======== Data in this exercise ========
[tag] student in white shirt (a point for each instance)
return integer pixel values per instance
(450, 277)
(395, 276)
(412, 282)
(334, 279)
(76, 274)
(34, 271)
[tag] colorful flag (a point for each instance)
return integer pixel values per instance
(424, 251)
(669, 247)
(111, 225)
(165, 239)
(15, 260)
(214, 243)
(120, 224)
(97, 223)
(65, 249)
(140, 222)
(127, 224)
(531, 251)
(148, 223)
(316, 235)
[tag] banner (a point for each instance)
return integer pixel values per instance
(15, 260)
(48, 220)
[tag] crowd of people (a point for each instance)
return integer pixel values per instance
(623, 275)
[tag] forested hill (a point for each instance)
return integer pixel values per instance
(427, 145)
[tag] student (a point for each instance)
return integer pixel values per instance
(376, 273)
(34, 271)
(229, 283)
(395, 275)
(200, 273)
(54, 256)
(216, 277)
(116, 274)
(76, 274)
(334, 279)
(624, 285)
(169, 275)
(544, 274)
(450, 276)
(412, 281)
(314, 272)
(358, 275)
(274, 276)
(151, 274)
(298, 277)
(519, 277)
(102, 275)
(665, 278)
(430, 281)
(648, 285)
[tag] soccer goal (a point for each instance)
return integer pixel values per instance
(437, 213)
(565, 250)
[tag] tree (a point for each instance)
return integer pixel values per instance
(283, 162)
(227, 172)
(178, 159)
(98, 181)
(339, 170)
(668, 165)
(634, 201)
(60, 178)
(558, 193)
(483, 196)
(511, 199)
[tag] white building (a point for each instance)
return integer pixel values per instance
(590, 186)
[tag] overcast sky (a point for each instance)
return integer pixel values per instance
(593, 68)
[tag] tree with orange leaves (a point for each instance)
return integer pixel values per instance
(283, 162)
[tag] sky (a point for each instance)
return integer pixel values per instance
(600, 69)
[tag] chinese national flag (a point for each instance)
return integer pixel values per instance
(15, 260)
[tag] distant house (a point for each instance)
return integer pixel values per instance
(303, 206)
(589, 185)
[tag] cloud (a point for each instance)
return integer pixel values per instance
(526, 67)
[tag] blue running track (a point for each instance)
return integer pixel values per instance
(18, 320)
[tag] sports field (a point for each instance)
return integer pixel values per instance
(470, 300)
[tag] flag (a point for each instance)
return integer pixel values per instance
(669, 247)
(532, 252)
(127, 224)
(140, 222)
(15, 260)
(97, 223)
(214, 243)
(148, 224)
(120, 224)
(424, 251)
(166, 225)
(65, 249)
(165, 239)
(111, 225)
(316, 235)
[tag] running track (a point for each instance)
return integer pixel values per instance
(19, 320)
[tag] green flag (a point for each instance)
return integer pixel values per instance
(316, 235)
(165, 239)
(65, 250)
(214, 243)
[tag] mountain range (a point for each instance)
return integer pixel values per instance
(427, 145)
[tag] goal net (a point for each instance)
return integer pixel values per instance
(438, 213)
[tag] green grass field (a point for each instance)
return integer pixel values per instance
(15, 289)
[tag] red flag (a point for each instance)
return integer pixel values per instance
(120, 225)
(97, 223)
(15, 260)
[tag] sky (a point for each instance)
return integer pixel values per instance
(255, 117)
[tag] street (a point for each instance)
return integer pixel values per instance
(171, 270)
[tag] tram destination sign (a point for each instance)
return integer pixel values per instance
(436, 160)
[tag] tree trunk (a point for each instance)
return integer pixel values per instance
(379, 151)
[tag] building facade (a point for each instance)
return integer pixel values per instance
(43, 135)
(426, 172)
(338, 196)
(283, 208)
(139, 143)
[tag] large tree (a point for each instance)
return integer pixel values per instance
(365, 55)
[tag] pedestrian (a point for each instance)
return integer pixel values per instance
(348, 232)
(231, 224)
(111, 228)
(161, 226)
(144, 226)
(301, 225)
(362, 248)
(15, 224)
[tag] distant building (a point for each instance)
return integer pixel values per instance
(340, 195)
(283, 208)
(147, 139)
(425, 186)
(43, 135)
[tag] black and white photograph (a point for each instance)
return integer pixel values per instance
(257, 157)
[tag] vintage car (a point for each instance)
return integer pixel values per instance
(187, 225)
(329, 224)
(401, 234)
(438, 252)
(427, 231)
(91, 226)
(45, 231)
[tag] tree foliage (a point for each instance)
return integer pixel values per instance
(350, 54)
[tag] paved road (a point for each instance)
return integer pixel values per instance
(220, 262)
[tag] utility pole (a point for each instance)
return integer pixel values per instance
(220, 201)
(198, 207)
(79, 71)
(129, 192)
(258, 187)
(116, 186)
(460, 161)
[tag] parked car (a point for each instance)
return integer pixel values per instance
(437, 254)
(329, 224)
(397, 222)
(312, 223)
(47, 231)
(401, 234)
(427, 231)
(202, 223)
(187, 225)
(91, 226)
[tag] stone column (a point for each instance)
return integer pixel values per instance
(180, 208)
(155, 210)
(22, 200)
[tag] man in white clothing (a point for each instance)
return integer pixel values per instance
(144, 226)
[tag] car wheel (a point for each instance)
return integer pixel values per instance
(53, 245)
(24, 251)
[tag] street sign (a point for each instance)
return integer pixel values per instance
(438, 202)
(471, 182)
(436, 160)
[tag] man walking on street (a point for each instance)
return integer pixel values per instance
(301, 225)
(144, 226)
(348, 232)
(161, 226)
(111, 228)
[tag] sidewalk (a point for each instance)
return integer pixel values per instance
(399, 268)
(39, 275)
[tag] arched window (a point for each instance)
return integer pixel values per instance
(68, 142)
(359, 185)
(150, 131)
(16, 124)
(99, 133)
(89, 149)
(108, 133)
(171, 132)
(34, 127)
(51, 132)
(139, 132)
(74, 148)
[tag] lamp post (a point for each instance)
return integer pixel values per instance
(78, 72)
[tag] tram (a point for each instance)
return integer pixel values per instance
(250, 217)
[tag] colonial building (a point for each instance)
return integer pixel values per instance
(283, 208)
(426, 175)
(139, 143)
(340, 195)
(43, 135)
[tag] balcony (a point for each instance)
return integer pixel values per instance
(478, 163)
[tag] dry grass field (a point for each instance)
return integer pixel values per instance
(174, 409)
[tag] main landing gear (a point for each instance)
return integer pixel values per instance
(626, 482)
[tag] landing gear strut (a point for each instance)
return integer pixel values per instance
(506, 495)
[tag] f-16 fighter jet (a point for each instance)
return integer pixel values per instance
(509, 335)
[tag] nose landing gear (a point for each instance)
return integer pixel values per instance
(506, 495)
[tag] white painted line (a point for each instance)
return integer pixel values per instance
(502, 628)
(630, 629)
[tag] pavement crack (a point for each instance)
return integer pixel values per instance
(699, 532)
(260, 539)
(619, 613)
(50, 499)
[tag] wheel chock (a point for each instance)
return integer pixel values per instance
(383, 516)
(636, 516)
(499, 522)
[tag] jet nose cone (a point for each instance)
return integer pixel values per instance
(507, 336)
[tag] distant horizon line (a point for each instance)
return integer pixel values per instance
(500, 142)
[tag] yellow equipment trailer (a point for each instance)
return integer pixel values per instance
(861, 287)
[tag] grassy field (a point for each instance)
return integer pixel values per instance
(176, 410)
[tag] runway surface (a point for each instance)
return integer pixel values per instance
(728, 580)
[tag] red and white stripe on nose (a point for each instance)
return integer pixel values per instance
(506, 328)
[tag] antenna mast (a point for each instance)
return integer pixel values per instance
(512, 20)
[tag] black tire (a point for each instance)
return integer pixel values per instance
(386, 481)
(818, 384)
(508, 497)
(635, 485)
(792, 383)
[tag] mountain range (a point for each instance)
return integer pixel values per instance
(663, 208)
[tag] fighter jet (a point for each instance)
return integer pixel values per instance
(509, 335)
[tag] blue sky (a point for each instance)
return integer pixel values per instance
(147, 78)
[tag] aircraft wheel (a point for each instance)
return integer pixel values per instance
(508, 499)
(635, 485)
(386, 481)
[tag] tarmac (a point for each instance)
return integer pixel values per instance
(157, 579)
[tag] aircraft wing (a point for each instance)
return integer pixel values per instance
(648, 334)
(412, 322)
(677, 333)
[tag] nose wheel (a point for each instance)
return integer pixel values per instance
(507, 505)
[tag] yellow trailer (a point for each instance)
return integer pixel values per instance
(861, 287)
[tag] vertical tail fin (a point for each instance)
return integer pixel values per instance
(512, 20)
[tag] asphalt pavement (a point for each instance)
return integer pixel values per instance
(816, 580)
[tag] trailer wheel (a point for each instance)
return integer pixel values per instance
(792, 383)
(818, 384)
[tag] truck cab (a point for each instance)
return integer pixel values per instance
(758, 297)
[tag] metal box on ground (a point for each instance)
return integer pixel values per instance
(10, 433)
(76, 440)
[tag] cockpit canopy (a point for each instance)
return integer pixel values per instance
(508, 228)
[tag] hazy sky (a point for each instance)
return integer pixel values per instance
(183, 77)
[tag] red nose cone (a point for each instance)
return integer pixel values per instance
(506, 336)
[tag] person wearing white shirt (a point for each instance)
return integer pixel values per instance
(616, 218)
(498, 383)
========
Task details: Repeat the entries above verbatim, but only from the line that has "[tag] truck cab (a point for each instance)" down to the line that has "[tag] hazy sky (a point for each instance)", inclusive.

Task output:
[tag] truck cab (a point for each instance)
return integer pixel values per instance
(758, 297)
[tag] metal box on ground (a point for each instance)
return integer pixel values per instance
(10, 433)
(76, 440)
[tag] cockpit canopy (a point for each instance)
return integer pixel values per instance
(508, 228)
[tag] hazy sky (a point for each instance)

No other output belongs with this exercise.